[[ Selected passage, beginning ]]

All endogenous melanocortin agonists contain the putative amino acid sequence (His)/Phe-Arg-Trp, postulated to be important for melanocortin receptor molecular recognition and stimulation. Further extrapolation of the homology between the antagonist Arg-Phe-Phe motif and the endogenous melanocortin agonist conserved residues Phe-Arg-Trp, implies that the antagonist residues may be mimicking the agonist Phe-Arg-Trp interactions with the melanocortin receptors, as supported by Tota, M. R., et al., “Molecular interaction of Agouti protein and Agouti-related protein with human melanocortin receptors,” Biochemistry, 38:897-904 (1999) and Haskell-Luevano, C., et al., “The agouti-related protein decapeptide (Yc[CRFFNAFC]Y) possesses agonist activity at the murine melanocortin-1 receptor,” Peptides, 21:683-689 (2000).
Previous structure-activity studies of the agouti peptide identified the importance of the three amino acid motif Arg-Phe-Phe that is conserved in both agouti and AGRP (see, for example, Kiefer, L. et al., “Mutations in the carboxyl terminus of the agouti protein decrease agouti inhibition of ligand binding to the melanocortin receptors,” Biochemistry, 36:2084-90 (1997)). These studies suggest that the conserved Arg-Phe-Phe motif found in both agouti and AGRP may be important for the antagonistic and molecular recognition properties of these two molecules at the melanocortin receptors.

[[ Selected passage, end ]]
[[ Data to examine, beginning ]]

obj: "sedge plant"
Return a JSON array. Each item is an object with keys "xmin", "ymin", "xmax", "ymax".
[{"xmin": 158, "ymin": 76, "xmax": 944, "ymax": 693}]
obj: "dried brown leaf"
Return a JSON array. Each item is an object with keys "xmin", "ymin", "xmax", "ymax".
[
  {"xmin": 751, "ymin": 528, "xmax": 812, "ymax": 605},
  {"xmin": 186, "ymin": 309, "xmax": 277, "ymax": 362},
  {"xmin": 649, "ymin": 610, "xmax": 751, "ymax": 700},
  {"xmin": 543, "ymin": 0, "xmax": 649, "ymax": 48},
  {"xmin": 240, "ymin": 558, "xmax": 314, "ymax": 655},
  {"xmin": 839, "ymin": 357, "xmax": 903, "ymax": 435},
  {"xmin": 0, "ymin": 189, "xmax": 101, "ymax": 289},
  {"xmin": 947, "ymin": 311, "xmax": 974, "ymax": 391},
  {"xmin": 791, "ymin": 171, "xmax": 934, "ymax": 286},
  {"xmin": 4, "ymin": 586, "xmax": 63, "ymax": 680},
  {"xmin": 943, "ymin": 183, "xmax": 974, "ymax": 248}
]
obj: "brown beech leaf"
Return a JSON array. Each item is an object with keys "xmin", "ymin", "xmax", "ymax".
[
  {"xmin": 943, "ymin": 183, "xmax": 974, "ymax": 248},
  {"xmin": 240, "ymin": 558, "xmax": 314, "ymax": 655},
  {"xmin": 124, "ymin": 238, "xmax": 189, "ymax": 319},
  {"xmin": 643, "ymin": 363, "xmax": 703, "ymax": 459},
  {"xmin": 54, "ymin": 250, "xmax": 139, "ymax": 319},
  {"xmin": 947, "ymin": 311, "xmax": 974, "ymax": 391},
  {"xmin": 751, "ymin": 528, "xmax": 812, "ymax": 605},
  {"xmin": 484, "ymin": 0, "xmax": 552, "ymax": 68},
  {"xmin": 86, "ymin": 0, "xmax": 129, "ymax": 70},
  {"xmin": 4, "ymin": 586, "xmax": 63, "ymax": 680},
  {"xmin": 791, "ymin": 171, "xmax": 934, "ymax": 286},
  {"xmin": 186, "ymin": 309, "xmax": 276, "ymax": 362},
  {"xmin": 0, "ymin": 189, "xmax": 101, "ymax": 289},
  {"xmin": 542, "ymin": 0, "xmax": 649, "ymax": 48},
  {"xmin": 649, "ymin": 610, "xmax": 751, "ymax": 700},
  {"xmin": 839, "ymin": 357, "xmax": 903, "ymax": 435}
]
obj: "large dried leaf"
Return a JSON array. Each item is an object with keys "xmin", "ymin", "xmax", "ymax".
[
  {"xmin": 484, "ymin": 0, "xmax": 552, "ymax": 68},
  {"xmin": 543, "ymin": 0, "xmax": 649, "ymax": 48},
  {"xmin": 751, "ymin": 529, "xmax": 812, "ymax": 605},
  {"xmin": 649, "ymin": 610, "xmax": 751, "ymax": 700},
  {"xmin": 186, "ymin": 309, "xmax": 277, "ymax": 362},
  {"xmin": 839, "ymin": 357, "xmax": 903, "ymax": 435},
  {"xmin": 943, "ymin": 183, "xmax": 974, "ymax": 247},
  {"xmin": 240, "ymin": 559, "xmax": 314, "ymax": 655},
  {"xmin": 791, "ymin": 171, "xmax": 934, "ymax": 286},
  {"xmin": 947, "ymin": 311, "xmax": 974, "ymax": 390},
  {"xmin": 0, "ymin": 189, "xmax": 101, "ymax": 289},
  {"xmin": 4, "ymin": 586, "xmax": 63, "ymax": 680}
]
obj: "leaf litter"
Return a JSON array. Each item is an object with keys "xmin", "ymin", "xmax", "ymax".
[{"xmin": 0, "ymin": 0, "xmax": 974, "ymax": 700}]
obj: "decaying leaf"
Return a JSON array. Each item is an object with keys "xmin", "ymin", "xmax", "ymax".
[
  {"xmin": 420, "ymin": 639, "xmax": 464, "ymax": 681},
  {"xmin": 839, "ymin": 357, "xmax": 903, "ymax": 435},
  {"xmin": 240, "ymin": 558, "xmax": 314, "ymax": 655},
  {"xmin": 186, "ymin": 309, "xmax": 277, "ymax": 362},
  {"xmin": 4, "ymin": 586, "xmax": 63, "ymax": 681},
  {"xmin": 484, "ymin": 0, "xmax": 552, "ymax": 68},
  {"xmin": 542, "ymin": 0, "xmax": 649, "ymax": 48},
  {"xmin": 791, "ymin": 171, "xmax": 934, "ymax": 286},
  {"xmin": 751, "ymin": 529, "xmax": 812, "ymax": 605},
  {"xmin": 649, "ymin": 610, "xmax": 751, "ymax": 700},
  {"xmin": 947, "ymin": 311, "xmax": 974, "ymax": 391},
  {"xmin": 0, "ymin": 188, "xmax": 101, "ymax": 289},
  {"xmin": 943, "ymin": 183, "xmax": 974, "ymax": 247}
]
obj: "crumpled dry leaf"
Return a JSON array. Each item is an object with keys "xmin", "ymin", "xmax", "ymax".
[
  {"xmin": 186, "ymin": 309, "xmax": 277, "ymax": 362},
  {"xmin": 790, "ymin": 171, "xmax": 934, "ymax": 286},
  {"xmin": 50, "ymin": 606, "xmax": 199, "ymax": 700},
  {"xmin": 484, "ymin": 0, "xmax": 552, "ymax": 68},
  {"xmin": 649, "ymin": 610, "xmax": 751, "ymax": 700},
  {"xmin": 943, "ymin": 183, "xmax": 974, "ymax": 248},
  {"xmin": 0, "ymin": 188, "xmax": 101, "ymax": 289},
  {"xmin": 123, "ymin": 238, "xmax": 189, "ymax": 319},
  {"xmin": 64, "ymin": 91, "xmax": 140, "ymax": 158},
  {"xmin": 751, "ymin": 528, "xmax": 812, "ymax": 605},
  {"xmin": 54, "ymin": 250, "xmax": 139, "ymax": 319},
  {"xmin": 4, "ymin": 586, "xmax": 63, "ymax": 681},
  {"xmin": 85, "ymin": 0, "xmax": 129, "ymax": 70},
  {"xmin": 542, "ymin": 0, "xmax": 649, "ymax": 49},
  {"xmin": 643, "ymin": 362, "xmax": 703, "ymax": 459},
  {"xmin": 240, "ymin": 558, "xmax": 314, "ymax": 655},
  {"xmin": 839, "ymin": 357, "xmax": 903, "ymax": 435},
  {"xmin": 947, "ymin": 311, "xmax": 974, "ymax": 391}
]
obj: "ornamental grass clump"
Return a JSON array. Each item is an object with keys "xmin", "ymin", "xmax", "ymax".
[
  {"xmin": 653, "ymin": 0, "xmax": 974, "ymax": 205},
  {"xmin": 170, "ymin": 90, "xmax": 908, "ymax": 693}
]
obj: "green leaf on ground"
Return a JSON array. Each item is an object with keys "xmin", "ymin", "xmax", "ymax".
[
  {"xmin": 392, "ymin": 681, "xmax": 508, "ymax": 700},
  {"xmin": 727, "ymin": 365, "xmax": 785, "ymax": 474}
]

[[ Data to examine, end ]]

» **Task set**:
A. Condense the paragraph of the passage on melanocortin receptors that begins "Previous structure-activity studies" into a short bulleted list, keeping its main facts.
B. Proceed with the passage on melanocortin receptors from the point where it stops.
These lines come from a separate source and have no connection to the passage on melanocortin receptors.

» **Responses by task**:
A.
- Earlier structure-activity studies of the agouti peptide found that the three-amino-acid motif Arg-Phe-Phe is important (e.g., Kiefer et al., Biochemistry, 1997).
- This motif is conserved in both agouti and AGRP.
- It may be important for the antagonistic and molecular recognition properties of both molecules at the melanocortin receptors.

B.
Tremendous efforts are being performed in attempts to identify genetic disorders resulting in human obesity and to identify drugs that can correct for the dysfunction of these protein polymorphisms. It has been clearly demonstrated that the MC4R, POMC derived endogenous agonists, and endogenous MC4R antagonist Agouti-related protein (AGRP), when modified, result in an obese phenotype in both mice and humans (see, for example, Ollmann, M. M. et al. (1997) Science, 278:135-138; Huszar, D. et al. (1997) Cell, 88:131-141; Hinney, A. et al. (1999) J. Clin. Endocrinol. Metab., 84(4):1483-1486; Yaswen, L. et al. (1999) Nat. Med., 5(9):1066-1070; Yeo, G. S. et al. (1998) Nat. Genet., 20(2):111-112; Vaisse, C. et al. (1998) Nat. Genet., 20(2):113-114; and Hinney, A. et al. (1998) J. Clin. Endocrinol. Metab., 83(10):3737-3741). For example, it has been demonstrated that targeted disruption of the MC4R gene in mice results in hyperphagia and obesity (Huszar, D. et al., “Targeted disruption of the melanocortin-4 receptor results in obesity in mice,” Cell, 88:131-141 (1997)).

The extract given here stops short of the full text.